• [What to work on]
**1.** List every web address and every file name or file path that appears in the review thread.
**2.** Quote the review thread word for word, beginning at the words "<i18n dev> [8]" and ending after "by regression test.".

• [Excerpt]
[Begin]

<i18n dev> [8] Request for review: 8029239: jdk8 l10n resource file translation update - localenames

Tue Jan 7 22:11:43 PST 2014

Hi Michael,

I think you also need to modify test/sun/text/resources/LocaleData so 
that those locale name change will be checked by regression test.

thanks,
Yong

On 2014/1/8 12:02, Michael Fang wrote:
> Hi Masayoshi,
>
> Since the changes to the LocaleNames translation might have slight 
> chance of backward compatibility risk (if the users hardcode the names 
> in their program or tests, both not recommended), I have decided to 
> re-do the work and only apply missing names to existing files. The 
> webrev is much cleaner now:
>
> http://cr.openjdk.java.net/~mfang/8029239/webrev.jdk.04/
> http://cr.openjdk.java.net/~mfang/8029239/webrev.jdk.04.utf8/
>
> If there are missing script names, they need to be added to English 
> LocaleNames.properties file first, then I can coordinate the 
> translation. This will happen after jdk8.

[End]

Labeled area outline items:
[Begin]

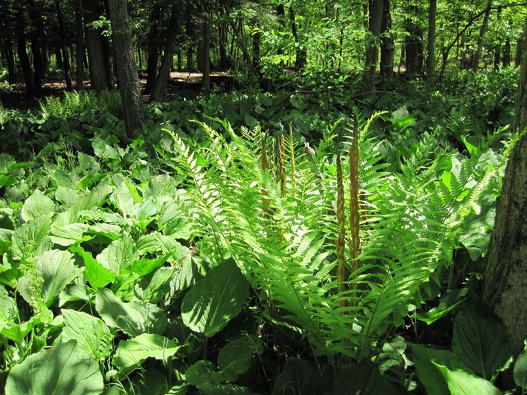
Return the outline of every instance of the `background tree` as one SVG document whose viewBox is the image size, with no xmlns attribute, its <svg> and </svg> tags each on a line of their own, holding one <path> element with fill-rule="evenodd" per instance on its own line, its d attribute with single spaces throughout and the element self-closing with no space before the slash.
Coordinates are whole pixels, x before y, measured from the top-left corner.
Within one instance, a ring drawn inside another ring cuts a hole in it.
<svg viewBox="0 0 527 395">
<path fill-rule="evenodd" d="M 525 20 L 527 32 L 527 18 Z M 527 129 L 527 45 L 523 43 L 513 132 Z M 483 286 L 483 298 L 502 319 L 517 355 L 527 338 L 527 134 L 509 158 L 496 207 Z"/>
<path fill-rule="evenodd" d="M 126 0 L 108 0 L 112 21 L 112 39 L 116 49 L 115 60 L 127 134 L 132 136 L 144 121 L 137 68 L 132 45 Z"/>
</svg>

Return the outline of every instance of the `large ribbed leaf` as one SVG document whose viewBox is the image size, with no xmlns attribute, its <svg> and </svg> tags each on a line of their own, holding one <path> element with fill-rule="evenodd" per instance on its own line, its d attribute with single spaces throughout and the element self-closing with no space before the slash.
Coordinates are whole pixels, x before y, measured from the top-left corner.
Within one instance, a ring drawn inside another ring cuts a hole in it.
<svg viewBox="0 0 527 395">
<path fill-rule="evenodd" d="M 221 330 L 241 311 L 249 297 L 249 283 L 232 259 L 211 270 L 196 281 L 183 298 L 185 324 L 206 336 Z"/>
<path fill-rule="evenodd" d="M 6 395 L 99 395 L 103 388 L 97 362 L 70 341 L 13 367 Z"/>
</svg>

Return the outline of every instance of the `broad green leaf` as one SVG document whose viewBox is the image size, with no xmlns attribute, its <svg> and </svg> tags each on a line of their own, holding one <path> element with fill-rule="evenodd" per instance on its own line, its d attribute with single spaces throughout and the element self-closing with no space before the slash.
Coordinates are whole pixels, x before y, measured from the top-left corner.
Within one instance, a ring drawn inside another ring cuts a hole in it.
<svg viewBox="0 0 527 395">
<path fill-rule="evenodd" d="M 113 365 L 127 370 L 141 365 L 149 358 L 166 361 L 180 348 L 180 346 L 165 336 L 143 334 L 130 340 L 119 342 L 113 356 Z"/>
<path fill-rule="evenodd" d="M 451 395 L 502 395 L 492 383 L 461 369 L 451 370 L 437 364 Z"/>
<path fill-rule="evenodd" d="M 261 340 L 253 335 L 245 336 L 231 340 L 221 348 L 218 354 L 218 366 L 224 377 L 234 382 L 250 368 L 253 357 L 262 353 Z"/>
<path fill-rule="evenodd" d="M 170 281 L 178 271 L 175 267 L 161 267 L 143 277 L 135 285 L 135 294 L 144 302 L 157 303 L 169 294 Z"/>
<path fill-rule="evenodd" d="M 241 312 L 249 297 L 249 283 L 232 259 L 198 280 L 183 298 L 181 316 L 192 330 L 211 337 Z"/>
<path fill-rule="evenodd" d="M 50 249 L 50 234 L 51 216 L 45 214 L 30 220 L 16 229 L 13 234 L 11 254 L 13 259 L 33 256 L 40 252 Z"/>
<path fill-rule="evenodd" d="M 166 316 L 155 305 L 125 303 L 107 288 L 97 292 L 95 309 L 107 325 L 131 336 L 145 333 L 161 334 L 167 324 Z"/>
<path fill-rule="evenodd" d="M 161 266 L 165 262 L 166 262 L 166 260 L 170 256 L 170 254 L 168 253 L 162 257 L 159 257 L 157 259 L 139 259 L 138 261 L 135 261 L 132 264 L 132 271 L 137 273 L 140 276 L 146 276 Z"/>
<path fill-rule="evenodd" d="M 289 362 L 288 362 L 289 364 Z M 287 365 L 286 365 L 286 368 Z M 311 387 L 306 387 L 304 383 L 309 383 L 309 381 L 313 379 L 306 377 L 305 373 L 301 371 L 298 372 L 299 369 L 301 369 L 301 365 L 297 368 L 295 375 L 291 375 L 291 372 L 289 373 L 289 377 L 291 380 L 290 383 L 291 387 L 288 387 L 287 382 L 285 380 L 282 380 L 282 382 L 284 383 L 284 385 L 282 387 L 284 390 L 283 394 L 311 393 L 310 392 Z M 316 371 L 313 372 L 312 367 L 310 368 L 310 372 L 312 375 L 318 374 Z M 279 377 L 280 376 L 279 376 Z M 315 384 L 318 382 L 318 380 L 315 382 Z M 291 391 L 291 390 L 296 389 L 296 388 L 303 389 L 303 391 Z M 342 370 L 337 379 L 333 382 L 331 391 L 325 394 L 327 395 L 349 395 L 352 394 L 364 394 L 365 395 L 403 395 L 407 393 L 407 391 L 403 387 L 390 382 L 387 376 L 382 375 L 379 371 L 378 366 L 371 362 L 367 361 L 353 365 L 352 367 Z M 275 393 L 273 389 L 272 394 L 277 394 L 282 393 Z M 443 395 L 447 394 L 448 393 L 445 393 Z"/>
<path fill-rule="evenodd" d="M 55 244 L 67 247 L 79 241 L 87 228 L 87 225 L 82 223 L 72 223 L 60 228 L 52 228 L 50 238 Z"/>
<path fill-rule="evenodd" d="M 100 318 L 83 312 L 62 309 L 64 327 L 62 341 L 75 340 L 79 346 L 92 354 L 95 360 L 103 360 L 112 352 L 113 336 Z"/>
<path fill-rule="evenodd" d="M 454 319 L 452 350 L 473 372 L 487 379 L 512 355 L 504 324 L 472 299 Z"/>
<path fill-rule="evenodd" d="M 523 350 L 518 355 L 513 374 L 514 376 L 514 382 L 523 390 L 527 389 L 527 341 L 525 343 Z"/>
<path fill-rule="evenodd" d="M 90 300 L 85 285 L 69 284 L 66 288 L 60 293 L 59 295 L 59 307 L 64 306 L 68 302 L 76 302 L 77 300 L 83 300 L 88 302 Z"/>
<path fill-rule="evenodd" d="M 44 279 L 42 296 L 50 306 L 66 285 L 79 277 L 81 271 L 74 264 L 73 256 L 67 251 L 53 249 L 42 254 L 35 263 L 37 273 Z"/>
<path fill-rule="evenodd" d="M 103 389 L 97 362 L 70 341 L 15 365 L 6 395 L 100 395 Z"/>
<path fill-rule="evenodd" d="M 112 242 L 97 256 L 97 261 L 114 274 L 127 270 L 139 258 L 134 240 L 128 233 Z"/>
<path fill-rule="evenodd" d="M 438 350 L 422 344 L 412 344 L 412 352 L 417 378 L 424 387 L 427 394 L 428 395 L 448 394 L 448 387 L 446 382 L 437 368 L 437 365 L 434 365 L 432 360 L 442 365 L 454 365 L 458 367 L 461 365 L 458 358 L 452 351 Z"/>
<path fill-rule="evenodd" d="M 54 211 L 55 204 L 53 201 L 37 189 L 24 202 L 21 214 L 22 218 L 28 222 L 44 214 L 53 213 Z"/>
<path fill-rule="evenodd" d="M 277 377 L 271 395 L 320 395 L 325 389 L 323 377 L 311 363 L 290 358 Z"/>
<path fill-rule="evenodd" d="M 82 258 L 84 262 L 84 278 L 95 290 L 103 288 L 115 278 L 115 275 L 93 259 L 91 252 L 79 244 L 70 246 L 69 250 Z"/>
</svg>

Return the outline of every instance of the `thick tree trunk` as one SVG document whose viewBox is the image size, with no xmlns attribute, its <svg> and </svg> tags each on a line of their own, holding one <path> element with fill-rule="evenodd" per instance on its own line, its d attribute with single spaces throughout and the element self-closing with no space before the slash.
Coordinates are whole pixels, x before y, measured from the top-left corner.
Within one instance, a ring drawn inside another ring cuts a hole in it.
<svg viewBox="0 0 527 395">
<path fill-rule="evenodd" d="M 527 32 L 527 18 L 525 21 Z M 513 132 L 527 128 L 527 45 L 523 46 L 521 72 Z M 509 158 L 502 196 L 487 254 L 483 299 L 502 319 L 513 353 L 523 349 L 527 338 L 527 135 L 522 136 Z"/>
<path fill-rule="evenodd" d="M 383 20 L 381 23 L 381 78 L 390 81 L 393 74 L 394 45 L 391 33 L 392 16 L 390 11 L 390 0 L 384 0 Z"/>
<path fill-rule="evenodd" d="M 179 30 L 180 15 L 181 11 L 180 6 L 178 5 L 173 6 L 170 13 L 170 19 L 168 22 L 168 28 L 167 28 L 166 42 L 165 43 L 163 59 L 161 59 L 161 65 L 159 67 L 159 72 L 156 77 L 152 93 L 150 95 L 150 99 L 153 101 L 161 100 L 163 96 L 163 92 L 165 90 L 165 86 L 166 86 L 166 83 L 170 78 L 170 66 L 172 66 L 172 61 L 174 57 L 175 46 L 178 43 L 177 33 Z"/>
<path fill-rule="evenodd" d="M 7 60 L 7 81 L 9 83 L 15 83 L 16 73 L 15 71 L 15 54 L 13 53 L 13 43 L 11 35 L 8 31 L 4 37 L 4 45 L 6 49 L 6 58 Z"/>
<path fill-rule="evenodd" d="M 481 52 L 483 49 L 483 38 L 485 38 L 485 35 L 487 33 L 487 28 L 489 25 L 489 16 L 490 16 L 490 8 L 492 6 L 492 0 L 489 0 L 487 4 L 487 9 L 483 16 L 483 22 L 481 24 L 481 28 L 480 29 L 480 35 L 477 36 L 476 52 L 474 54 L 474 61 L 472 64 L 473 71 L 477 71 L 480 69 L 480 59 L 481 59 Z"/>
<path fill-rule="evenodd" d="M 88 48 L 91 88 L 98 93 L 100 93 L 103 90 L 108 90 L 109 88 L 106 80 L 106 68 L 103 55 L 100 31 L 99 29 L 88 26 L 89 23 L 99 18 L 97 3 L 92 0 L 82 0 L 82 8 L 84 11 L 84 33 Z"/>
<path fill-rule="evenodd" d="M 31 71 L 31 64 L 29 62 L 29 57 L 25 49 L 26 39 L 24 26 L 22 23 L 16 24 L 16 48 L 18 52 L 18 59 L 20 59 L 20 66 L 22 69 L 22 73 L 24 75 L 24 82 L 25 83 L 25 95 L 27 96 L 35 96 L 36 94 L 36 88 L 35 86 L 35 79 Z"/>
<path fill-rule="evenodd" d="M 210 93 L 210 24 L 212 12 L 210 5 L 207 4 L 203 16 L 203 92 Z"/>
<path fill-rule="evenodd" d="M 381 35 L 383 0 L 371 0 L 370 3 L 369 35 L 366 40 L 366 61 L 362 77 L 362 91 L 375 88 L 375 70 L 377 67 L 378 47 L 377 40 Z"/>
<path fill-rule="evenodd" d="M 436 83 L 436 10 L 437 0 L 429 0 L 428 10 L 428 42 L 427 43 L 427 83 L 430 88 Z"/>
<path fill-rule="evenodd" d="M 154 4 L 150 16 L 150 31 L 146 42 L 149 43 L 149 54 L 146 64 L 146 85 L 144 93 L 151 93 L 157 76 L 157 68 L 159 63 L 159 30 L 158 23 L 161 8 Z"/>
<path fill-rule="evenodd" d="M 84 89 L 84 30 L 82 22 L 81 0 L 74 0 L 75 9 L 75 88 L 79 92 Z"/>
<path fill-rule="evenodd" d="M 134 59 L 127 1 L 109 0 L 108 5 L 124 124 L 127 134 L 131 137 L 144 121 L 144 107 L 141 99 L 137 67 Z"/>
<path fill-rule="evenodd" d="M 62 70 L 64 73 L 66 89 L 71 89 L 71 77 L 69 74 L 69 57 L 68 57 L 68 49 L 66 46 L 66 33 L 64 31 L 64 16 L 62 8 L 60 6 L 60 0 L 55 0 L 55 8 L 57 9 L 57 20 L 59 23 L 59 34 L 60 35 L 60 45 L 62 49 Z"/>
</svg>

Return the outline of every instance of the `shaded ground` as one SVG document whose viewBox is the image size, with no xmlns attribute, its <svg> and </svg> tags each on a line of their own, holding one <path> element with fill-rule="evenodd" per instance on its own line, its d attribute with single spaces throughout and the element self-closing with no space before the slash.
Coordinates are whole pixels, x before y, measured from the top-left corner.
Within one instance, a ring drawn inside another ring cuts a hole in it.
<svg viewBox="0 0 527 395">
<path fill-rule="evenodd" d="M 179 72 L 170 73 L 169 83 L 166 86 L 166 93 L 175 94 L 185 98 L 194 98 L 201 92 L 202 73 L 195 72 Z M 75 81 L 73 81 L 75 86 Z M 139 73 L 139 83 L 141 91 L 146 84 L 146 74 Z M 224 71 L 214 71 L 211 73 L 211 83 L 220 86 L 223 89 L 229 90 L 232 86 L 232 77 L 228 73 Z M 90 88 L 90 81 L 84 81 L 86 89 Z M 47 96 L 60 96 L 66 89 L 66 83 L 64 79 L 47 78 L 42 83 L 42 93 L 40 98 Z M 25 86 L 23 82 L 17 82 L 11 86 L 11 89 L 0 89 L 0 103 L 5 108 L 17 108 L 26 110 L 29 108 L 37 108 L 38 107 L 38 98 L 28 98 L 25 96 Z M 143 95 L 143 100 L 148 101 L 149 96 Z"/>
</svg>

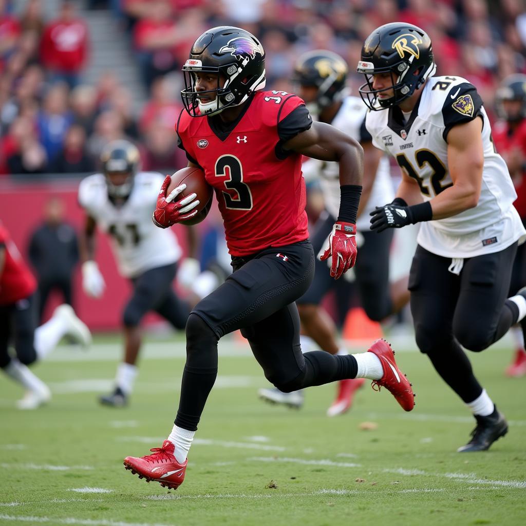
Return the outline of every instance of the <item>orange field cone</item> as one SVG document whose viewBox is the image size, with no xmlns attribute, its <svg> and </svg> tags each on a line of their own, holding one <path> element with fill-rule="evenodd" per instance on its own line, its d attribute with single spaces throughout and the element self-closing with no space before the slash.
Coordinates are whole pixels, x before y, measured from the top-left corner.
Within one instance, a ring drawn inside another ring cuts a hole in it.
<svg viewBox="0 0 526 526">
<path fill-rule="evenodd" d="M 381 326 L 369 318 L 361 307 L 353 307 L 347 312 L 342 331 L 344 340 L 372 342 L 382 336 Z"/>
</svg>

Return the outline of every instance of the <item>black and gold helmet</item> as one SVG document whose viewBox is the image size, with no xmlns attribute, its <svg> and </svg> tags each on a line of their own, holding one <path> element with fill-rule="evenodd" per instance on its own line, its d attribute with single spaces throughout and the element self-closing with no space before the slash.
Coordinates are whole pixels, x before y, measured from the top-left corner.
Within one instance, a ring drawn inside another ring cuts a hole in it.
<svg viewBox="0 0 526 526">
<path fill-rule="evenodd" d="M 106 145 L 100 154 L 100 163 L 110 196 L 123 198 L 130 195 L 140 161 L 138 149 L 129 141 L 119 139 Z"/>
<path fill-rule="evenodd" d="M 183 103 L 192 117 L 220 113 L 245 102 L 265 86 L 265 53 L 259 41 L 240 27 L 219 26 L 205 31 L 194 43 L 183 66 L 185 89 Z M 196 74 L 218 75 L 217 86 L 207 92 L 196 90 Z M 220 76 L 225 84 L 220 85 Z M 213 94 L 214 100 L 201 99 Z"/>
<path fill-rule="evenodd" d="M 323 108 L 341 100 L 347 94 L 346 83 L 349 68 L 339 55 L 326 49 L 304 53 L 294 66 L 292 82 L 300 86 L 318 88 L 316 107 L 319 113 Z"/>
<path fill-rule="evenodd" d="M 436 70 L 431 39 L 423 29 L 412 24 L 393 22 L 375 29 L 362 47 L 361 59 L 356 70 L 365 75 L 358 91 L 372 110 L 384 109 L 410 97 Z M 390 73 L 391 85 L 374 89 L 372 76 Z M 393 89 L 389 98 L 378 94 Z"/>
<path fill-rule="evenodd" d="M 520 108 L 513 114 L 507 111 L 504 100 L 518 100 Z M 495 105 L 499 116 L 508 122 L 517 122 L 526 118 L 526 75 L 517 74 L 507 77 L 497 89 Z"/>
</svg>

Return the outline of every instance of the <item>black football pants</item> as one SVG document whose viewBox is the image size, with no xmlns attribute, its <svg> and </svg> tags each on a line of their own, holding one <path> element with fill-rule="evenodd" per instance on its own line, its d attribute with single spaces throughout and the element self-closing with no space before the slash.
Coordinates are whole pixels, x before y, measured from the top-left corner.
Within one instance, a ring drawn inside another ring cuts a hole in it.
<svg viewBox="0 0 526 526">
<path fill-rule="evenodd" d="M 232 265 L 234 272 L 196 306 L 187 322 L 186 363 L 175 423 L 190 431 L 197 429 L 215 381 L 218 341 L 238 329 L 265 377 L 281 391 L 356 376 L 356 360 L 351 355 L 301 352 L 295 302 L 312 279 L 310 242 L 234 258 Z"/>
<path fill-rule="evenodd" d="M 458 276 L 448 270 L 451 258 L 420 245 L 413 258 L 409 288 L 417 345 L 466 403 L 482 388 L 461 346 L 483 350 L 517 322 L 518 309 L 506 299 L 517 249 L 515 242 L 465 259 Z"/>
</svg>

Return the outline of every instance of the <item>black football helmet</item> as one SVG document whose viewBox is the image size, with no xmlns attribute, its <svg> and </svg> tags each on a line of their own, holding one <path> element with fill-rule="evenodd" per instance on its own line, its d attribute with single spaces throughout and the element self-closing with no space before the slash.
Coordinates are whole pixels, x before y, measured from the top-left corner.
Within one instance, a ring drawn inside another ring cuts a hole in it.
<svg viewBox="0 0 526 526">
<path fill-rule="evenodd" d="M 362 47 L 361 59 L 356 70 L 365 75 L 365 84 L 358 90 L 372 110 L 384 109 L 411 96 L 436 70 L 431 39 L 422 29 L 411 24 L 393 22 L 375 29 Z M 374 89 L 372 76 L 390 73 L 391 85 Z M 379 93 L 393 89 L 389 98 Z"/>
<path fill-rule="evenodd" d="M 263 46 L 248 31 L 231 26 L 208 29 L 195 41 L 183 67 L 185 89 L 181 96 L 186 111 L 192 117 L 214 115 L 245 102 L 254 92 L 265 87 L 265 59 Z M 197 92 L 198 72 L 217 74 L 217 88 Z M 214 100 L 200 102 L 200 97 L 212 94 Z"/>
<path fill-rule="evenodd" d="M 509 114 L 503 104 L 504 100 L 520 101 L 520 109 L 514 115 Z M 507 77 L 497 89 L 495 105 L 499 116 L 508 122 L 526 118 L 526 75 L 517 74 Z"/>
<path fill-rule="evenodd" d="M 347 95 L 349 69 L 341 57 L 332 51 L 316 49 L 304 53 L 294 67 L 293 82 L 318 88 L 316 101 L 307 105 L 311 113 L 318 114 L 323 108 L 341 100 Z"/>
<path fill-rule="evenodd" d="M 129 141 L 119 139 L 106 145 L 100 154 L 100 162 L 111 197 L 122 198 L 130 195 L 140 160 L 138 149 Z M 117 177 L 118 183 L 115 181 Z"/>
</svg>

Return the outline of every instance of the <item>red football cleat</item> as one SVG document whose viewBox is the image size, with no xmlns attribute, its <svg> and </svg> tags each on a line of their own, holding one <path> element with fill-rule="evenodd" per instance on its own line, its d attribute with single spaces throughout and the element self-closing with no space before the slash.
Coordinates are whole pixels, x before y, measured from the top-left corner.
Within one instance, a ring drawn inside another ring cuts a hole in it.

[End]

• [Answers to each task]
**1.**
- test/sun/text/resources/LocaleData
- http://cr.openjdk.java.net/~mfang/8029239/webrev.jdk.04/
- http://cr.openjdk.java.net/~mfang/8029239/webrev.jdk.04.utf8/
- LocaleNames.properties

**2.**
<i18n dev> [8] Request for review: 8029239: jdk8 l10n resource file translation update - localenames

Tue Jan 7 22:11:43 PST 2014

Hi Michael,

I think you also need to modify test/sun/text/resources/LocaleData so 
that those locale name change will be checked by regression test.